It is has been several months since I have last posted, and I have been doing a lot of reading and thinking within the past month. In particular, I have been meditating upon the thought of Jurgen Moltmann, a German Reformed theologian. Two ideas of his have been rolling around in my brain more than any other:
1.) Christians cannot forget that the Christ's crucifixion, as well as any other Divine intervention in human history, must be Trinitarian. That is, the Father, the Son, and the Holy Spirit always act together, even in the midst of Christ's, the Incarnate Son's, suffering.
2.) Unless a proposed theological idea can be reconciled to the suffering and abandoned Christ, it isn't Christian theology at all.

• • • • • • •

Problem set —
1. Reproduce the passage of the post on Moltmann's theology that runs from "It is has been" to "Incarnate Son's, suffering.".
2. Render into Spanish this sentence from the post on Moltmann's theology: "Unless a proposed theological idea can be reconciled to the suffering and abandoned Christ, it isn't Christian theology at all."

Records provided —
• • • • • • •

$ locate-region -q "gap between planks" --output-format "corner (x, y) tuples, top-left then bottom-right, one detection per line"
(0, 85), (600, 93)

• • • • • • •

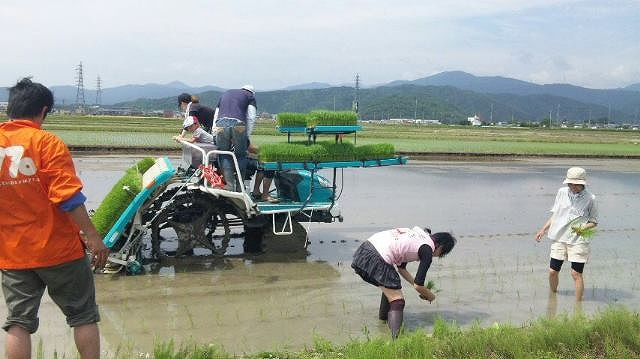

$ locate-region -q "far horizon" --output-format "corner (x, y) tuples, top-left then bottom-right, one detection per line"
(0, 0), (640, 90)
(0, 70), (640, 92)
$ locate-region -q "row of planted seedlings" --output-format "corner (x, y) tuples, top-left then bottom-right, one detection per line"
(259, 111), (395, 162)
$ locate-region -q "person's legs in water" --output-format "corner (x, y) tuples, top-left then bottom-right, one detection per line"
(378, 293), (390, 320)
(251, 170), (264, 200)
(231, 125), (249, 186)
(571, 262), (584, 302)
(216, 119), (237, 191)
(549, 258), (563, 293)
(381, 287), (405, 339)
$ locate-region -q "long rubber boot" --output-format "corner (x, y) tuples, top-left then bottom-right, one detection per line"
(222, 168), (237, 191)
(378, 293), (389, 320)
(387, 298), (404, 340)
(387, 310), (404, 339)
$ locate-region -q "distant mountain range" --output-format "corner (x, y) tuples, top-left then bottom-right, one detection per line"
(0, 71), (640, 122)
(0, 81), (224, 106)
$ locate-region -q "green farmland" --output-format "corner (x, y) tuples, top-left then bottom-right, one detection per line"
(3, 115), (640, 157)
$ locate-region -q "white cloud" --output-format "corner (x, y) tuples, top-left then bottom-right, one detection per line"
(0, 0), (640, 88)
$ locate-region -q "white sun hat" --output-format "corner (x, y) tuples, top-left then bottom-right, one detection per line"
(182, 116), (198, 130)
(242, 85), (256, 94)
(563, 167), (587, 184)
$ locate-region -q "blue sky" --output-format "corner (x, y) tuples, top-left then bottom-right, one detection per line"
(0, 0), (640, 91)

• • • • • • •

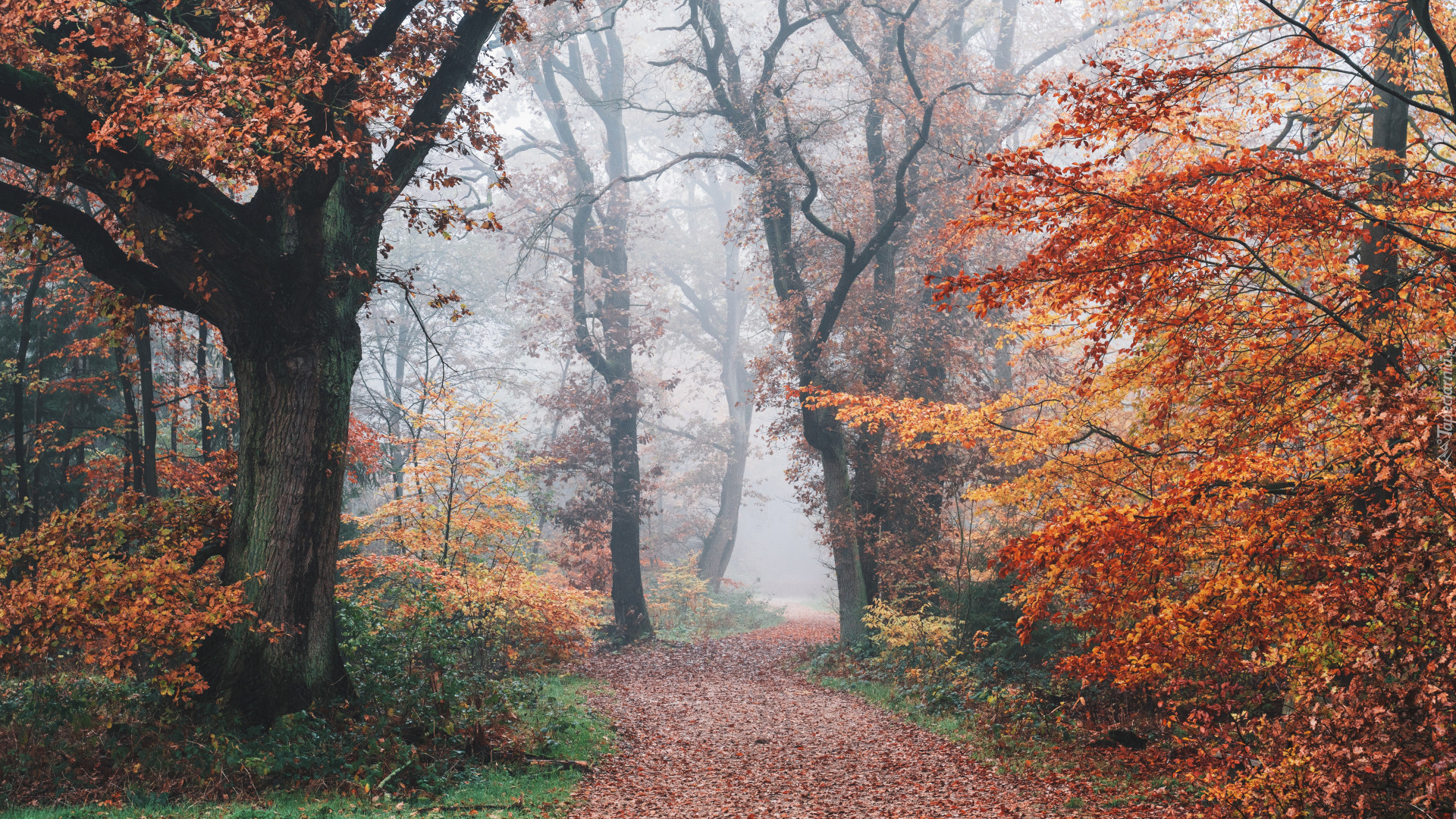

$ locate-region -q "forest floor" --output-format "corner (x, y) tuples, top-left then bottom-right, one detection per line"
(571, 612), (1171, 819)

• • • • • • •

Task-by-task answers —
1.
It is has been several months since I have last posted, and I have been doing a lot of reading and thinking within the past month. In particular, I have been meditating upon the thought of Jurgen Moltmann, a German Reformed theologian. Two ideas of his have been rolling around in my brain more than any other:
1.) Christians cannot forget that the Christ's crucifixion, as well as any other Divine intervention in human history, must be Trinitarian. That is, the Father, the Son, and the Holy Spirit always act together, even in the midst of Christ's, the Incarnate Son's, suffering.

2. A menos que una idea teológica propuesta pueda reconciliarse con el Cristo sufriente y abandonado, no es en absoluto teología cristiana.